Stored data:
◆ ◆ ◆ ◆

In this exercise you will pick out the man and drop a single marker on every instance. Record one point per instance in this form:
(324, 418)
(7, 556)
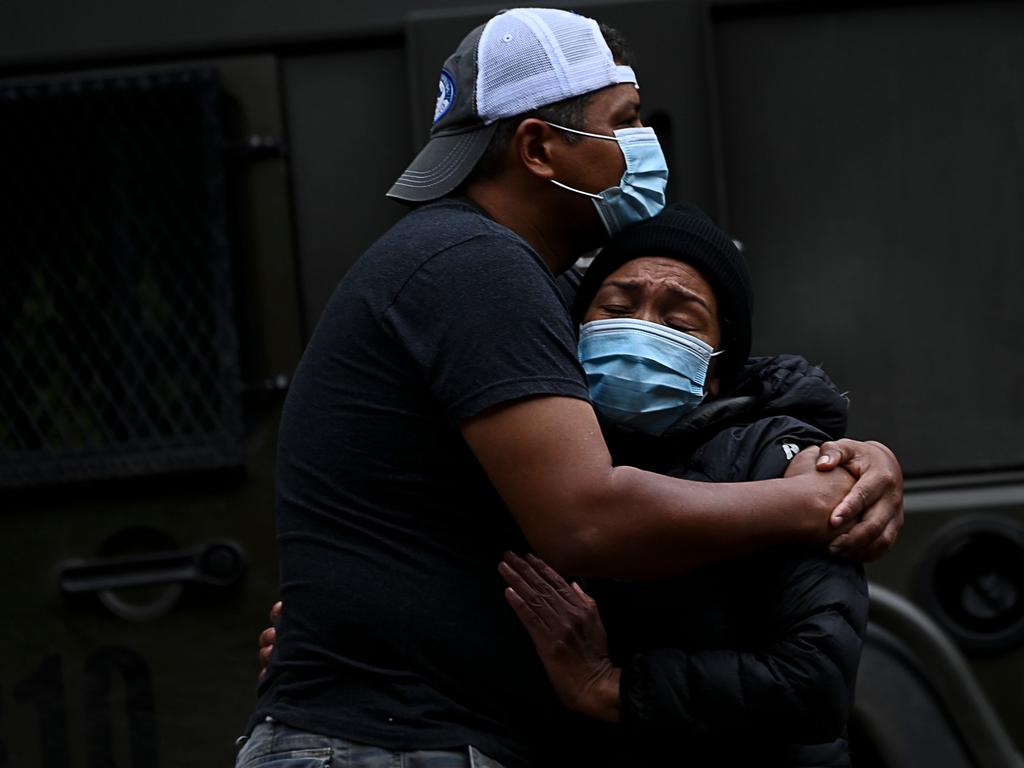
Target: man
(439, 418)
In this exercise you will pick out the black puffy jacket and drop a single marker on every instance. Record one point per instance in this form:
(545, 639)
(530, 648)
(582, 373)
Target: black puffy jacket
(751, 662)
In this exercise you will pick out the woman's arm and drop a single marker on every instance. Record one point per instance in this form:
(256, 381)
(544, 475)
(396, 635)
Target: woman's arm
(799, 687)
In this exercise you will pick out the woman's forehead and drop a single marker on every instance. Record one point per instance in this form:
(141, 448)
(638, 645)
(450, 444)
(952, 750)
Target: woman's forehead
(657, 269)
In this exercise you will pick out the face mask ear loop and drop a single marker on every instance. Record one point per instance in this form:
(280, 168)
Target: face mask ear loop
(582, 133)
(572, 188)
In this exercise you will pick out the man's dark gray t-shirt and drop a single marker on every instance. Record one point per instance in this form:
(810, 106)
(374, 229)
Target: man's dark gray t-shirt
(395, 630)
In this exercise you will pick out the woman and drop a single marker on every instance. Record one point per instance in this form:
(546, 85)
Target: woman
(745, 663)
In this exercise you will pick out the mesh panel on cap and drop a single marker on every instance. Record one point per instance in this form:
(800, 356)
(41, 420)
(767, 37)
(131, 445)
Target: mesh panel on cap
(537, 56)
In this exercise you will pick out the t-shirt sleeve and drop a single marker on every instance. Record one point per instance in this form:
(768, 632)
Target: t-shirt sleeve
(483, 324)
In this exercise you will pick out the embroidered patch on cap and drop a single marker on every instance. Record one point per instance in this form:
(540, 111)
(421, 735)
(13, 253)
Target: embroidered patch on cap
(445, 94)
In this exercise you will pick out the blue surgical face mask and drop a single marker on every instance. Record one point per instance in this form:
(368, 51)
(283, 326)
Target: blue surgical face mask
(643, 376)
(640, 194)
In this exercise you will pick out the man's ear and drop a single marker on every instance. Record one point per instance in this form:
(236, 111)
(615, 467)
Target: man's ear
(536, 145)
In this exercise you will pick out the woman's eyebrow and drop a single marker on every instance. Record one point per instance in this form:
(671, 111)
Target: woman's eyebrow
(632, 284)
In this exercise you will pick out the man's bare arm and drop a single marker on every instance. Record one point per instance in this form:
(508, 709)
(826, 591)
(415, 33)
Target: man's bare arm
(548, 460)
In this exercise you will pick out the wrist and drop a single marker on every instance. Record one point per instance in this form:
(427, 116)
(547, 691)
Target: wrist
(602, 698)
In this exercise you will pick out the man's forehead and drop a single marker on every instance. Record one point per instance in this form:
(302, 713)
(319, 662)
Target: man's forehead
(615, 98)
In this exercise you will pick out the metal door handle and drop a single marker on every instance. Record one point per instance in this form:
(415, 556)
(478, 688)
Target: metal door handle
(215, 563)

◆ ◆ ◆ ◆

Set problem:
In your copy of the listing above, reproduce each line exactly and omit all pictures.

Answer for the task:
In this exercise you will pick out the man and drop a single marker on every instance. Record one point per instance in this form:
(324, 418)
(7, 556)
Target: man
(439, 418)
In this exercise you will pick out the black puffy jacket and drop a single marker on every instance. Record one point per instance in this form:
(545, 639)
(530, 648)
(582, 373)
Target: black puffy jacket
(751, 662)
In this exercise you will pick out the woman's arm and drop a single marker on every instance. Record one point per instance in this form:
(256, 381)
(544, 475)
(396, 635)
Target: woman's arm
(799, 687)
In this exercise you will pick out the woman's forehead and drop a single marker on every instance. Record one point per instance in this form:
(141, 448)
(638, 645)
(450, 444)
(952, 750)
Target: woman's forehead
(657, 269)
In this exercise you will pick out the face mask ear loop and drop a single marker on every instance. Record one point per instance in this form:
(280, 168)
Target: face mask ear loop
(582, 133)
(572, 188)
In this exercise you will pick out the man's dark gray t-shirt and drop a single marker on every instance. Record one point per instance in this form:
(810, 106)
(374, 229)
Target: man's dark gray t-shirt
(395, 630)
In this exercise you will pick out the woman and drop a single marker on every instance. Record one point per instance in this form:
(546, 85)
Target: woman
(745, 663)
In this exercise you will pick out the mesh panel on cap and drop a single marker on every instance. Record one point per instance in this form:
(800, 356)
(41, 420)
(767, 37)
(131, 445)
Target: mesh panel on cap
(537, 56)
In this exercise you will pick out the t-shirt sleeve and drop a single marker on every instance. Record one point per instance in this form:
(768, 632)
Target: t-shirt sleeve
(483, 324)
In this exercise you will pick out the embroidered patch on cap and drop a single marker on every instance. Record one point per instance in this form:
(540, 111)
(421, 735)
(13, 253)
Target: embroidered patch on cap
(445, 94)
In this exercise you will pick out the blue surgical face mask and drop a single marker on every instance. Record one point per instance in this form:
(368, 51)
(283, 326)
Target: blue surgical face mask
(643, 376)
(640, 194)
In this exercise you will pick out the man's ear and drop a single marker on every instance. Record one point per instance in this form:
(236, 111)
(615, 467)
Target: man's ear
(536, 145)
In this exercise you will pick out the woman's eyebrow and drop a single marker on every instance. Record one point per instance in this form:
(671, 111)
Target: woman's eyebrow
(632, 284)
In this exercise you will pick out the man's bare arm and drop a single marker on every instance. Record one point per instance in this form:
(508, 709)
(826, 591)
(415, 33)
Target: man's bare arm
(548, 460)
In this exercise you will pick out the wrist and drop a single marker on every instance. Record one point per instance in this form:
(427, 116)
(547, 691)
Target: wrist
(602, 698)
In this exercise you will pick out the man's forehead and drop a single marker on every instance. Record one point per instance in this form:
(302, 713)
(319, 662)
Target: man's forehead
(615, 98)
In this exercise you will pick out the metal door handle and drop a single marker on every instance. Record one point per instance in this form:
(415, 556)
(478, 688)
Target: metal door handle
(215, 563)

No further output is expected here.